───── Geciteerde tekst
ECLI:NL:CRVB:2005:AT3118

Centrale Raad van Beroep

Datum uitspraak
22 maart 2005
Publicatiedatum
4 april 2013
Zaaknummer
03/1288 NABW
Instantie
Centrale Raad van Beroep
Type
Uitspraak
Procedures
  • Hoger beroep
Vindplaatsen
  • Rechtspraak.nl
AI samenvatting door LexboostAutomatisch gegenereerd

Bijstandsverlening en aanvraagprocedure in het kader van de Algemene bijstandwet

In deze zaak heeft appellant, vertegenwoordigd door mr. D.S. de Ploeg, hoger beroep ingesteld tegen een uitspraak van de rechtbank Amsterdam. De rechtbank had eerder geoordeeld dat de aanvraag om bijstand van appellant niet tijdig was ingediend. De Centrale Raad van Beroep heeft de feiten en omstandigheden van de zaak zorgvuldig onderzocht. Appellant had op 5 oktober 2000 telefonisch contact gehad met een medewerker van de sociale dienst, maar de Raad oordeelde dat dit contact niet kan worden aangemerkt als een formele aanvraag om bijstand. Pas op 8 januari 2001 heeft appellant daadwerkelijk een aanvraag ingediend, die door gedaagde, het College van burgemeester en wethouders van de gemeente Amsterdam, op 24 januari 2001 werd afgewezen. Appellant heeft geen bezwaar gemaakt tegen deze afwijzing, maar heeft later wel aanvragen ingediend voor wachtgeld en een WAO-uitkering. Uiteindelijk heeft het Uitvoeringsinstituut Werknemersverzekeringen appellant een WAO-uitkering toegekend met terugwerkende kracht tot 3 oktober 2000. De Raad heeft vastgesteld dat bijstandsverlening in beginsel op aanvraag geschiedt en dat er geen bijzondere omstandigheden zijn die rechtvaardigen dat bijstand met terugwerkende kracht wordt toegekend. De Raad heeft de eerdere uitspraak van de rechtbank bevestigd, omdat appellant niet tijdig een aanvraag om bijstand heeft ingediend en de omstandigheden niet voldoende onderbouwd zijn om van het uitgangspunt af te wijken. De Raad heeft geen aanleiding gezien voor een veroordeling in de proceskosten.
──────────
* **Opdrachten**
**1.** Op welke datum diende de appellant volgens de tekst over de bijstandsuitspraak daadwerkelijk een aanvraag in?
**2.** Breid de tekst over de bijstandsuitspraak uit met een vervolg dat aansluit op de laatste zin.
Het materiaal dat nu volgt, komt uit een andere bron.
───── Aangeleverde gegevens
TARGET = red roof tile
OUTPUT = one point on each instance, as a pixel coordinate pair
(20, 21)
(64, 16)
──────────
* **Antwoorden**
**1.** Op 8 januari 2001.

**2.**
Uitspraak

03/1288 NABW
U I T S P R A A K
in het geding tussen:
[appellant], wonende te [woonplaats], appellant,
en
het College van burgemeester en wethouders van de gemeente Amsterdam, gedaagde.
I. ONTSTAAN EN LOOP VAN HET GEDING
Namens appellant heeft mr. D.S. de Ploeg, advocaat te Amsterdam, hoger beroep ingesteld tegen de uitspraak van de rechtbank Amsterdam van 13 februari 2003, reg.nr. 02/203 NABW.
Gedaagde heeft een verweerschrift ingediend.
Het geding is behandeld ter zitting van 8 februari 2005, waar appellant in persoon is verschenen, bijgestaan door mr. De Ploeg, en waar gedaagde zich heeft laten vertegen-woordigen door F.H.W. Fris, werkzaam bij de gemeente Amsterdam.
II. MOTIVERING
De Raad gaat uit van de volgende in dit geding van belang zijnde feiten en omstandig-heden.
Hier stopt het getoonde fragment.